(Named-object pointing records)
┄┄┄┄┄┄
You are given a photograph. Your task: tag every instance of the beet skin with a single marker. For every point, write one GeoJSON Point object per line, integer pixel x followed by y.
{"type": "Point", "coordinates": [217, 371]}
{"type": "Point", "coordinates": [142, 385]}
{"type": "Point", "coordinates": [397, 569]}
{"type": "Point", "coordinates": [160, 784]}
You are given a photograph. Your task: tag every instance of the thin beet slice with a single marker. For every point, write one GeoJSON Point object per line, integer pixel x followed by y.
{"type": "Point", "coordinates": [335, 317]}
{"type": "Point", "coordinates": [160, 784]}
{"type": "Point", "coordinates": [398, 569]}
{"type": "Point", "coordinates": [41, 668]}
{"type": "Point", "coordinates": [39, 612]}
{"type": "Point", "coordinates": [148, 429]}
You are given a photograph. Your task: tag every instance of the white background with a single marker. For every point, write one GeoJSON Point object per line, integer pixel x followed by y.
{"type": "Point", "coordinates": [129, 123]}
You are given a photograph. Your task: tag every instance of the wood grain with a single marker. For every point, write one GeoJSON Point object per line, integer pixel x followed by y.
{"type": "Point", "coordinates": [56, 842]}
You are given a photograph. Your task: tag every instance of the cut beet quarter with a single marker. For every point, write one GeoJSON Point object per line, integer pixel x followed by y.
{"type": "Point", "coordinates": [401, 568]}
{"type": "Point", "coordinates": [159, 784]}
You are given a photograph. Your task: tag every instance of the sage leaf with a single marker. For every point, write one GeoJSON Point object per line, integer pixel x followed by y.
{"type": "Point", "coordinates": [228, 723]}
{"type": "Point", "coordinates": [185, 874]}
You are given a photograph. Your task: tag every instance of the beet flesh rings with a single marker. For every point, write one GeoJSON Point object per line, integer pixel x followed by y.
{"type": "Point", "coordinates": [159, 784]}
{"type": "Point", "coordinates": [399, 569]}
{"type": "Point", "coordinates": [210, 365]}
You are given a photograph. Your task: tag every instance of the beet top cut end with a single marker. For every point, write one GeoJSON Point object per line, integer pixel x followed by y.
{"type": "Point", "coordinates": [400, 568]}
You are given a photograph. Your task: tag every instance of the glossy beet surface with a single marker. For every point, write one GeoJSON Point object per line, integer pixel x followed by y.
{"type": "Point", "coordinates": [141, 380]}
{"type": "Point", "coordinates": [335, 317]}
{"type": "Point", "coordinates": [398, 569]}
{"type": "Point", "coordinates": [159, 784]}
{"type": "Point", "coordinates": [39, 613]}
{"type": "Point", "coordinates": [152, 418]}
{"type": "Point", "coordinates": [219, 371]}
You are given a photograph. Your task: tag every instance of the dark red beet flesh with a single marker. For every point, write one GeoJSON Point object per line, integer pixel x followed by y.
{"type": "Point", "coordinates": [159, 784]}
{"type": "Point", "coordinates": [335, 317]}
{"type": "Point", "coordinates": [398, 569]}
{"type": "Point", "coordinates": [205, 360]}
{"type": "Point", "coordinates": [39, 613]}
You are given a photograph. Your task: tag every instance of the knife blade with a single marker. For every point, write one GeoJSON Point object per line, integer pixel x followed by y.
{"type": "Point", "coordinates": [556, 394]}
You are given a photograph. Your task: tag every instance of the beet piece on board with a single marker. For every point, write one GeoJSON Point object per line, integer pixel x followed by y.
┄┄┄┄┄┄
**What is needed**
Word for word, write out the data.

**Reply to the task**
You are given a photograph. Your task: tag every instance of the beet skin with a single marker. For every point, write one GeoJSON Point object per line, integer pixel x followed by y.
{"type": "Point", "coordinates": [217, 371]}
{"type": "Point", "coordinates": [142, 385]}
{"type": "Point", "coordinates": [397, 569]}
{"type": "Point", "coordinates": [160, 784]}
You are given a photograph. Your task: tag every instance of the thin beet slice with a single marker. For every point, write one GeoJSON Point object per line, integer pixel x followed by y.
{"type": "Point", "coordinates": [335, 317]}
{"type": "Point", "coordinates": [160, 784]}
{"type": "Point", "coordinates": [398, 569]}
{"type": "Point", "coordinates": [41, 668]}
{"type": "Point", "coordinates": [39, 612]}
{"type": "Point", "coordinates": [148, 429]}
You are given a photograph. Your task: tag every instance of the white background with a single marker. For every point, write one GeoJSON Point object per line, integer pixel x followed by y.
{"type": "Point", "coordinates": [129, 123]}
You are given a photograph. Your task: tag every instance of the wood grain with a single marker. For every point, write one GeoJSON Point object per line, integer pixel x followed by y.
{"type": "Point", "coordinates": [56, 842]}
You are given a photograph. Your task: tag every instance of the cut beet quarter with a single marker. For every point, write one GeoJSON Point object per line, integer pixel x followed by y.
{"type": "Point", "coordinates": [401, 568]}
{"type": "Point", "coordinates": [159, 784]}
You are given a photograph. Your task: tag every instance of the sage leaf with a single marker. For every point, write one GeoJSON Point object per line, integer pixel x followed by y.
{"type": "Point", "coordinates": [228, 723]}
{"type": "Point", "coordinates": [185, 874]}
You are given a photograph. Your task: tag every instance of the beet flesh rings with a single marker. For every point, write one GeoJSON Point object per line, integer pixel x followed by y.
{"type": "Point", "coordinates": [159, 784]}
{"type": "Point", "coordinates": [399, 569]}
{"type": "Point", "coordinates": [210, 365]}
You are given a photograph. Your task: tag every instance of the beet top cut end with a single marker. For every point, write one GeoJSON Point object per line, integer pixel x followed by y.
{"type": "Point", "coordinates": [400, 568]}
You are given a photograph. Your task: tag every instance of the glossy beet surface with a single marker. For every point, write one GeoJSON Point object per line, integer pixel x followed by y.
{"type": "Point", "coordinates": [141, 380]}
{"type": "Point", "coordinates": [335, 317]}
{"type": "Point", "coordinates": [398, 569]}
{"type": "Point", "coordinates": [159, 784]}
{"type": "Point", "coordinates": [39, 613]}
{"type": "Point", "coordinates": [152, 418]}
{"type": "Point", "coordinates": [219, 371]}
You are given a photograph. Your task: tag every instance of the dark red beet flesh with a single marker. For every point, write one GeoJSON Point object per line, integer pixel x followed by y.
{"type": "Point", "coordinates": [159, 784]}
{"type": "Point", "coordinates": [335, 317]}
{"type": "Point", "coordinates": [398, 569]}
{"type": "Point", "coordinates": [205, 360]}
{"type": "Point", "coordinates": [39, 613]}
You are given a photograph. Your task: tag every instance of the knife blade with a single marker. For every point, write one GeoJSON Point object per line, integer pixel x followed by y.
{"type": "Point", "coordinates": [556, 394]}
You are given a photograph. Your task: tag every instance of the beet piece on board with a single marker. For every point, write one GeoJSON Point object per line, integer pixel x followed by y.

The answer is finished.